_Problem statement_
Take the entries that follow and return exactly the lines from the one holding "Target: public square pavement" through the one holding "Target: woman in long white dress", both included. Nothing else is needed.

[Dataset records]

/---

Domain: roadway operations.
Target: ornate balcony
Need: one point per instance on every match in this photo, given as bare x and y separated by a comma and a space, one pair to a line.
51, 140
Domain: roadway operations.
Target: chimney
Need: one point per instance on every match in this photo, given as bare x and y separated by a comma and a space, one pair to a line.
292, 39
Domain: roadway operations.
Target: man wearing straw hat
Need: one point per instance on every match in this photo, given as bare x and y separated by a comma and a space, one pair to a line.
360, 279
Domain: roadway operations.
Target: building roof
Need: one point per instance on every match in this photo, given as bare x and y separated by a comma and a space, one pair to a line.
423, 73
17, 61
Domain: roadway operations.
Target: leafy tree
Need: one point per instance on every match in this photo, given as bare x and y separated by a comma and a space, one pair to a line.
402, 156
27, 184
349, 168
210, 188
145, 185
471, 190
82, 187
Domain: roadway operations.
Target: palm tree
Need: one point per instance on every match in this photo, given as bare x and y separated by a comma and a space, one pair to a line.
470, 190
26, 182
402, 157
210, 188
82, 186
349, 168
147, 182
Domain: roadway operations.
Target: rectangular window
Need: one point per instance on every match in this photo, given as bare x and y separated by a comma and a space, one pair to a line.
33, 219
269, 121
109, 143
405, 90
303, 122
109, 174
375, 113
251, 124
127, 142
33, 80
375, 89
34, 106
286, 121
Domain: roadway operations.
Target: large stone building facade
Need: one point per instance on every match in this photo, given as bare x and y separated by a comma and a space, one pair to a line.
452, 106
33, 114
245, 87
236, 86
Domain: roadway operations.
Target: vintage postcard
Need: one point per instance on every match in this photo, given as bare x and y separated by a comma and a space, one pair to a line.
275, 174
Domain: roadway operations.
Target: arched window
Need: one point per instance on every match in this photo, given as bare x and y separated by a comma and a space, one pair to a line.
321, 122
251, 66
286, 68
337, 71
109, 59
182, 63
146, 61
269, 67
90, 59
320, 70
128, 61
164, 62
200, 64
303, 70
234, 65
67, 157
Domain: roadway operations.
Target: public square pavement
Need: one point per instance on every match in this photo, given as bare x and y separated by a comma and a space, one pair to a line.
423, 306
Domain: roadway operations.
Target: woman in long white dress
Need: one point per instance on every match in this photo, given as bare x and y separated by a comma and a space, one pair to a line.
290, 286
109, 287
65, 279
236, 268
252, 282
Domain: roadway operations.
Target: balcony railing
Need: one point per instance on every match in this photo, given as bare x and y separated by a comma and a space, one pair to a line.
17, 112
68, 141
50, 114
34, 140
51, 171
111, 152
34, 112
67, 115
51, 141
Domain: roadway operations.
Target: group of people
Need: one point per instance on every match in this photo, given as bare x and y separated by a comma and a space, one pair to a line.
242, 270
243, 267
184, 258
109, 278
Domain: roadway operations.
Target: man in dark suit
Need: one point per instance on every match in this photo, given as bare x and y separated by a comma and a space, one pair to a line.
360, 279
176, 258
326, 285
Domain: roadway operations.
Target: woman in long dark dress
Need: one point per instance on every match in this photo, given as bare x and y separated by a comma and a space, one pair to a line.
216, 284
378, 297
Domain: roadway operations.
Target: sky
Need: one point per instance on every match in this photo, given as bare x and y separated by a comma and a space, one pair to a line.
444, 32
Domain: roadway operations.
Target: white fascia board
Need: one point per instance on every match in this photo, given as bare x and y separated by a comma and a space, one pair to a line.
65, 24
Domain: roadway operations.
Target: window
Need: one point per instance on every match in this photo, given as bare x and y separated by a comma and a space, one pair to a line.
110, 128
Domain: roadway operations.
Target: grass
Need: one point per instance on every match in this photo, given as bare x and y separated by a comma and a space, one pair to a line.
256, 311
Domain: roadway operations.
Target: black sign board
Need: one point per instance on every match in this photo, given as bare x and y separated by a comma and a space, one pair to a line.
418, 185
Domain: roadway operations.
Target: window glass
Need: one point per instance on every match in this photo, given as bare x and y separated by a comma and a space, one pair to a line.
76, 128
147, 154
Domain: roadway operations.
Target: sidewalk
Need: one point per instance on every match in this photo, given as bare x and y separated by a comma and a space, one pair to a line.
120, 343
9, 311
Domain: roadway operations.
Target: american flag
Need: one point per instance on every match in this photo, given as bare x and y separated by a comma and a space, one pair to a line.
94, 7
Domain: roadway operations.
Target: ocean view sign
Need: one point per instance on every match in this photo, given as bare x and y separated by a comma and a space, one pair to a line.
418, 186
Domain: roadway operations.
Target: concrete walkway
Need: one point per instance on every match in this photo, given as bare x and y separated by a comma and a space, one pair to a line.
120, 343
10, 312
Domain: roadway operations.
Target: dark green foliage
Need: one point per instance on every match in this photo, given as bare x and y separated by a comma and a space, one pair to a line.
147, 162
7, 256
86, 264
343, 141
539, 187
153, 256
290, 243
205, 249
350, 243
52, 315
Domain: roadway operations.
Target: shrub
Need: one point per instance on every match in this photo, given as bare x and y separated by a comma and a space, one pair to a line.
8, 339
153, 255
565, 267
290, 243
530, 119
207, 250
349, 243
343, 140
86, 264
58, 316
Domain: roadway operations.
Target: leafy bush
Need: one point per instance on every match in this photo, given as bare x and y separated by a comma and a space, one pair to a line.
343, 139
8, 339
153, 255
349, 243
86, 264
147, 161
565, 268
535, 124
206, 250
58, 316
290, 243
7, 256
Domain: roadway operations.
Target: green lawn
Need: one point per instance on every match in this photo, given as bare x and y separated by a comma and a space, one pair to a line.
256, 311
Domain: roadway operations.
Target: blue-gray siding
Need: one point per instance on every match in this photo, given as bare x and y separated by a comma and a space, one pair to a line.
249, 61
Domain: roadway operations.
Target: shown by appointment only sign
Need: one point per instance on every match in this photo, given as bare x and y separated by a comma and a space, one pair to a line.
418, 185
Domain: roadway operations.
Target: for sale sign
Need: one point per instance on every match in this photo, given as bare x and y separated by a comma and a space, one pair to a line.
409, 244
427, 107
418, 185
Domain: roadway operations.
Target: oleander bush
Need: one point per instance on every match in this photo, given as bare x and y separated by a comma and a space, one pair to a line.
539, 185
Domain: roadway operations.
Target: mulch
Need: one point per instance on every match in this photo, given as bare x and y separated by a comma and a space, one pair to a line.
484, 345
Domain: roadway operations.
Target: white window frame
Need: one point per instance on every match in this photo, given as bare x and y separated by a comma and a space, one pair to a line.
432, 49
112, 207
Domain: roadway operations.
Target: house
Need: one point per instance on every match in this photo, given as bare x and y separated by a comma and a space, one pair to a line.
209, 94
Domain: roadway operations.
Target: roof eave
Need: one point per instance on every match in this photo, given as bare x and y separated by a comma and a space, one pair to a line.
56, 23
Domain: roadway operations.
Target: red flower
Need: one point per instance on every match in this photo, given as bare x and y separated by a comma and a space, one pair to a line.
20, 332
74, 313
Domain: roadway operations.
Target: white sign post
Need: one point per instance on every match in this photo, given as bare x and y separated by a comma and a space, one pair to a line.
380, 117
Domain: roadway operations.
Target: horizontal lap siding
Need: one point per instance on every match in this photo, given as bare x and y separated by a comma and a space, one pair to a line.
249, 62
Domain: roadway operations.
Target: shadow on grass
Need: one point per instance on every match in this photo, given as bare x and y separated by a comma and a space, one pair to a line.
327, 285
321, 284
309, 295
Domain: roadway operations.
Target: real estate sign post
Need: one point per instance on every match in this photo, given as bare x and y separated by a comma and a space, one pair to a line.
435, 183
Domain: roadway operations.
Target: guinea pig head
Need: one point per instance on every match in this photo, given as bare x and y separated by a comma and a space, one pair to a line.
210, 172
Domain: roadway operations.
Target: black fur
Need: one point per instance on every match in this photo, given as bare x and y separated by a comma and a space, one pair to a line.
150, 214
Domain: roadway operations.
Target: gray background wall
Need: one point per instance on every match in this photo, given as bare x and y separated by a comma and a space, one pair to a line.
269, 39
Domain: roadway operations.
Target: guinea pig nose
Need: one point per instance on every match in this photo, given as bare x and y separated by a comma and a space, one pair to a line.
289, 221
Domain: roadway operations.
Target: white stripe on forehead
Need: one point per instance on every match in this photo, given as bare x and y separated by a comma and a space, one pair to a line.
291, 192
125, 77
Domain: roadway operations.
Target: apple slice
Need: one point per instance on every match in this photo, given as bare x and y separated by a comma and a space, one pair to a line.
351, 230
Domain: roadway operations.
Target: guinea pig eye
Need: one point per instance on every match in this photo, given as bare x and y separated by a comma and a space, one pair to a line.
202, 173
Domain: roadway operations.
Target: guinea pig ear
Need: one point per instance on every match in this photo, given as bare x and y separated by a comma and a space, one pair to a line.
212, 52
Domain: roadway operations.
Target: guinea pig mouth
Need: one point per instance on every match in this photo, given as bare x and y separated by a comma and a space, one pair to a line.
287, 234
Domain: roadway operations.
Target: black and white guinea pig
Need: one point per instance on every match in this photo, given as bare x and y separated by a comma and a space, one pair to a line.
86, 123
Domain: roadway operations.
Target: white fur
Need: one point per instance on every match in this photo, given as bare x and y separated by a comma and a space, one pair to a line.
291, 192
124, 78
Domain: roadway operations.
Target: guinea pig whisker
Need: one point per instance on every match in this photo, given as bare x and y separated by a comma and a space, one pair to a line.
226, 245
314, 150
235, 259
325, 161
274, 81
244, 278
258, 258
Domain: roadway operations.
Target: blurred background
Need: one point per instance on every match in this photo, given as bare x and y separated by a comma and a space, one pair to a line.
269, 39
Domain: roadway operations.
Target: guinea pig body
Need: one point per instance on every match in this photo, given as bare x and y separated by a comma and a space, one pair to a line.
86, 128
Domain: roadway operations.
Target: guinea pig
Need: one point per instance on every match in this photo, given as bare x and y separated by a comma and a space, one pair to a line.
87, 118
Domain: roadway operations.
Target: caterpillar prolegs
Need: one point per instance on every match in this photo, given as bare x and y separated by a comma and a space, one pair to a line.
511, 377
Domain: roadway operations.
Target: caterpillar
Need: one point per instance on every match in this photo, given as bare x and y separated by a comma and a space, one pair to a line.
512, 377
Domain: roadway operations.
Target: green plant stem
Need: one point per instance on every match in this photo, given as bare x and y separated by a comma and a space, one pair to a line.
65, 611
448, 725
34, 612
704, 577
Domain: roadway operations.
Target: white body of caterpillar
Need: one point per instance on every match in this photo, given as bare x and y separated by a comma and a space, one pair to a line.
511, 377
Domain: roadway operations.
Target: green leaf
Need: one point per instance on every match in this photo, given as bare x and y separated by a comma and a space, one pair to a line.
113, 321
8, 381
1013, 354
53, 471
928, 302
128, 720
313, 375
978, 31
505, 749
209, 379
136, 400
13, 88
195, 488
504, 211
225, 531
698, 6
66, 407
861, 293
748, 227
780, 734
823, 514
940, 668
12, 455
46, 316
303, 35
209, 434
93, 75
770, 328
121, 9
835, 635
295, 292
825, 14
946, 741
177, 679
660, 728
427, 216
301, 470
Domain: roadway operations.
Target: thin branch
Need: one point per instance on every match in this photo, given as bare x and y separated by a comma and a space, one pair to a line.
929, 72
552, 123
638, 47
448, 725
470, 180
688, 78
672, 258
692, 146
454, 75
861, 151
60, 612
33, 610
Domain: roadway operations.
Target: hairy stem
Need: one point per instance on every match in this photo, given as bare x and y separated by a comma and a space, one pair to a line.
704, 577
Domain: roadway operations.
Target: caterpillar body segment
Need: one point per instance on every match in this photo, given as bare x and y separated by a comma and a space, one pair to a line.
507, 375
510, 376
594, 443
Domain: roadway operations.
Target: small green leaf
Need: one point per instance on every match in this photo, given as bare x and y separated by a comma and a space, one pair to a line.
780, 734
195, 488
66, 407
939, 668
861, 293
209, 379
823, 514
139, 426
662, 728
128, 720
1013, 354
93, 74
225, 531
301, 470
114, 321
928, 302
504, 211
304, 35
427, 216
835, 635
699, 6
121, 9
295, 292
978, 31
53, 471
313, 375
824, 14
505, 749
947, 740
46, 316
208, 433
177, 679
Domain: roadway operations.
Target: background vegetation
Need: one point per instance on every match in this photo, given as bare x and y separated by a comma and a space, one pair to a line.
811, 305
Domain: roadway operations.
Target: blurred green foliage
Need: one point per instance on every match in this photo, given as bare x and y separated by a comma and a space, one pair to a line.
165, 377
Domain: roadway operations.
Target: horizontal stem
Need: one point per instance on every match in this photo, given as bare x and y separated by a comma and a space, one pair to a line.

\---

_Your response_
Target: public square pavement
Need: one point per instance on every match in this photo, given as bare x and y separated by a comma and a space, one pair to a line.
423, 306
Domain: roadway operations.
Target: woman in long white dress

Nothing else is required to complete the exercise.